▶ Your instructions:
Transcribe all records exactly; omit pictures.

:: Provided material

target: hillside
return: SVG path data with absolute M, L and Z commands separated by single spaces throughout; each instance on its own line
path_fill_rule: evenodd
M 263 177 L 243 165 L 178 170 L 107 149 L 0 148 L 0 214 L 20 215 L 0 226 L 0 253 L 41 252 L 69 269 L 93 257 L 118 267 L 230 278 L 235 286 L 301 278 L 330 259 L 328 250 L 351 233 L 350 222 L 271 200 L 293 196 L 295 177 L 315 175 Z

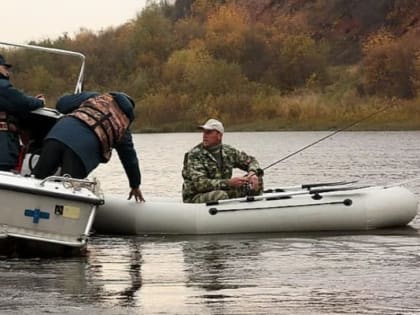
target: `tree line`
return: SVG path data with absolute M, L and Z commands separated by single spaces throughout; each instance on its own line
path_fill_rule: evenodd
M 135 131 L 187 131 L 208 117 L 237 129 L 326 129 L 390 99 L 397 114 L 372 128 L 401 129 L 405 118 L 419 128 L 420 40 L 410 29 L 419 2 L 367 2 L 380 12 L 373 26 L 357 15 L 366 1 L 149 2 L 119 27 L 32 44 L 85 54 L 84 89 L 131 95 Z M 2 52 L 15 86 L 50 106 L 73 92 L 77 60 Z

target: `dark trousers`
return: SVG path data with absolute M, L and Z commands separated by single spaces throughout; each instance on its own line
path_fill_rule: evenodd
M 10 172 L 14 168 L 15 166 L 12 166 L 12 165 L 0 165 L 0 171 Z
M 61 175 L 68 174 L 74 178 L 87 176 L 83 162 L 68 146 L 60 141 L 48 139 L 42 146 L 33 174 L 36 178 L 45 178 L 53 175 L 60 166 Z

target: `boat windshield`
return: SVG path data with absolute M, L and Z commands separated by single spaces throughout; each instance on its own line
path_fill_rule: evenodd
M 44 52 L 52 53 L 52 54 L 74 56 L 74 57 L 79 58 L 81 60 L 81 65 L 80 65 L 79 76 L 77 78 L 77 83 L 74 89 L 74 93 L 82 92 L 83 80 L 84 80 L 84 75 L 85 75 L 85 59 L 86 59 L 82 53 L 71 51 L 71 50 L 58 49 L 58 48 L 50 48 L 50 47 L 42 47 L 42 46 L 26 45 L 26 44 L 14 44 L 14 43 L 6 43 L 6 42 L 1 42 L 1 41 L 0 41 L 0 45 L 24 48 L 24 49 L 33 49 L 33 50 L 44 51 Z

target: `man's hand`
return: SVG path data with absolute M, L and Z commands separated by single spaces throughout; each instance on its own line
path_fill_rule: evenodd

::::

▶ Response area:
target: hillside
return: SVG path data with absolute M, L and Z commands separated by single spaces throughout; each instance on its own line
path_fill_rule: evenodd
M 263 177 L 243 165 L 178 170 L 107 149 L 0 148 L 0 214 L 20 215 L 0 226 L 0 253 L 41 252 L 69 269 L 93 257 L 118 267 L 230 278 L 235 286 L 301 278 L 330 259 L 328 250 L 351 233 L 350 222 L 271 200 L 293 196 L 295 177 L 315 175 Z

target: `tree line`
return: SVG path data with absolute M, L and Z commands separated by single spaces throughout; each instance on its own line
path_fill_rule: evenodd
M 135 131 L 187 131 L 208 117 L 237 129 L 326 129 L 390 99 L 397 114 L 372 128 L 401 129 L 405 118 L 419 128 L 420 40 L 410 29 L 419 2 L 367 2 L 380 12 L 373 26 L 357 15 L 366 1 L 149 2 L 119 27 L 32 44 L 85 54 L 84 89 L 131 95 Z M 2 52 L 15 86 L 50 106 L 73 92 L 77 60 Z

target: `dark trousers`
return: SVG path data with absolute M, L and Z commands separated by single spaces throughout; each instance on its own line
path_fill_rule: evenodd
M 10 172 L 14 168 L 15 166 L 12 166 L 12 165 L 0 165 L 0 171 Z
M 61 175 L 68 174 L 74 178 L 87 176 L 83 162 L 68 146 L 60 141 L 48 139 L 42 146 L 33 174 L 36 178 L 45 178 L 53 175 L 60 166 Z

target: `boat windshield`
return: SVG path data with absolute M, L and Z commands separated by single spaces throughout; each instance on its own line
path_fill_rule: evenodd
M 44 52 L 52 53 L 52 54 L 74 56 L 74 57 L 79 58 L 81 60 L 81 65 L 80 65 L 79 76 L 77 78 L 77 83 L 74 89 L 74 93 L 82 92 L 83 80 L 84 80 L 84 75 L 85 75 L 85 59 L 86 59 L 82 53 L 71 51 L 71 50 L 58 49 L 58 48 L 50 48 L 50 47 L 42 47 L 42 46 L 26 45 L 26 44 L 14 44 L 14 43 L 6 43 L 6 42 L 1 42 L 1 41 L 0 41 L 0 45 L 24 48 L 24 49 L 33 49 L 33 50 L 44 51 Z

target: `man's hand`
return: SVG path data with absolute M, L and Z commands separated by single spaces throughout; each instance on its own line
path_fill_rule: evenodd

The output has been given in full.